### TRECHO DO DOCUMENTO
**********
Quando estreou nos cinemas, “A Vigilante do Amanhã - Ghost
in the Shell” passou - me a forte
impressão de um filme que contava com um departamento de arte primoroso e uma
ambientação fortemente inspirada em “Blade Runner”. A sequência inicial que
retrata a ciborgue Major interpretada por com muito charme e competência por Scarlett
Johansson é simplesmente espetacular pelo seu realismo e inquietante por nos
fazer enxergar um corpo humano sintetizado. Mas a frustração causada por este
filme só cresce ao percebemos que quando este se pretende discorrer sobre a
condição de sua protagonista, sua razão de ser, suas sensações, percepções e
sobre a principal questão do filme, o que a diferencia de um ser humano, o
roteiro não desenvolve questionamentos instigantes, mas se limita a filosofar
com frases de efeito. Sua conclusão deixa muito a desejar e quando vemos a
protagonista destroçar seu próprio corpo num tanque-aranha temos a sensação de
assistir a algo visualmente brilhante, mas com um enredo imaturo ainda, dando a
impressão de uma oportunidade perdida.
Os enquadramentos acima exploram o visual espetacular construído pelo filme.
Ao assistir a animação de 1995, disponível na Netflix, essa
sensação é frustração em relação ao filme é intensificada. A animação, ao
contrário do filme, investe numa ambientação que remete ao clima cyberpunk
pré Matrix, mas que claramente serviu de inspiração para a obra das irmãs Wachowski,
como podemos notar na introdução que usa números na cor verde-esmeralda. A
sequência inicial da ciborgue sendo sintetizada serviu de inspiração para o
filme de 2017, e era um dos seus pontos fortes, porém o live-action peca em não
usar a trilha sonora original nesta sequência, que é espetacular, imersiva e inquietante.
À medida que avança a animação, que é cerca de meia hora mais curta que o
filme, mostra-se imensamente superior. Com um ritmo mais lento e cadenciado, que
reforça a solidão de Motoko em sua busca pela própria identidade, a animação
constrói um discurso filosófico mais conciso quando fala sobre memória, que se
refere como algo que não sabemos definir o que é, mas que usamos para nos
definir humanos, sobre autoconsciência e corpo. Enquanto o live-action se
limita em citar frases de efeito, o anime faz longos questionamentos e produz
um xadrez de ideias que constantemente nos deixa em xeque, me obrigando a
pausar e voltar em alguns momentos a fim de absorver o conteúdo daquelas falas.
O desfecho do live-action, explorando o passado da personagem e do vilão,
mostra-se um grande erro, principalmente visto sobre o prisma do anime.
No anime há espaço para a reflexão e ação, numa ambientação única de um espaço cybepunk pós Blade Runner e pré Matrix
O vilão aqui, o Mestre dos Fantoches, é um programa que
tomou consciência da sua própria existência, mas reconhece que não traz consigo
as características de um ser vivo, como a reprodução e a mortalidade. É uma
inteligência artificial que pode assumir qualquer forma para si, e o desfecho
do anime, que conta com continuações, é inquietante pelas possibilidades que
permite.
**********
Trechos de um conjunto de dados de detecção:
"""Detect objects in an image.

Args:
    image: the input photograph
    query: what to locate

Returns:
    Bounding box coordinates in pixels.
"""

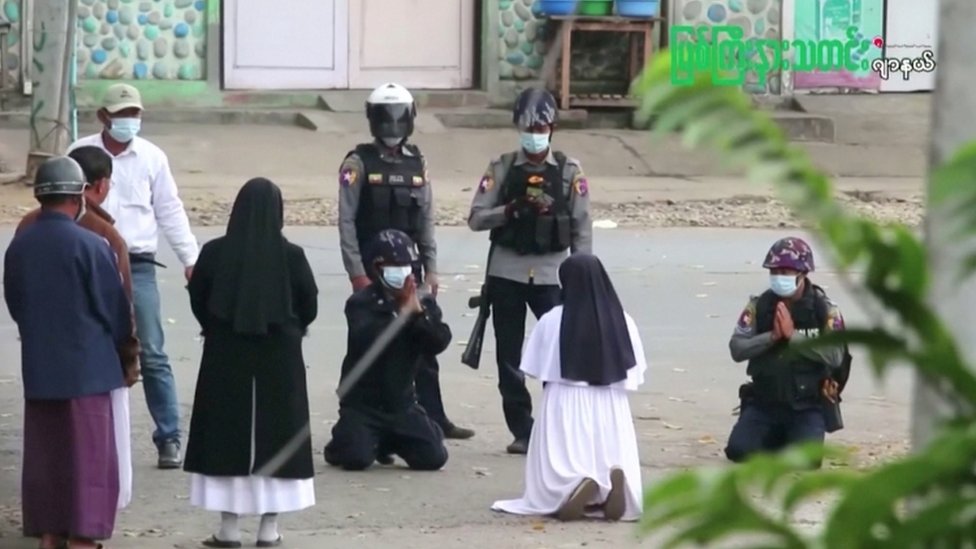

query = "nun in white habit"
[492,254,647,521]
**********
### EXERCÍCIO ESCRITO
Transcreva da resenha sobre Ghost in the Shell o trecho que se inicia nas palavras "Ao assistir a" e termina em "imersiva e inquietante.".

### RESULTADO DA TAREFA
Ao assistir a animação de 1995, disponível na Netflix, essa
sensação é frustração em relação ao filme é intensificada. A animação, ao
contrário do filme, investe numa ambientação que remete ao clima cyberpunk
pré Matrix, mas que claramente serviu de inspiração para a obra das irmãs Wachowski,
como podemos notar na introdução que usa números na cor verde-esmeralda. A
sequência inicial da ciborgue sendo sintetizada serviu de inspiração para o
filme de 2017, e era um dos seus pontos fortes, porém o live-action peca em não
usar a trilha sonora original nesta sequência, que é espetacular, imersiva e inquietante.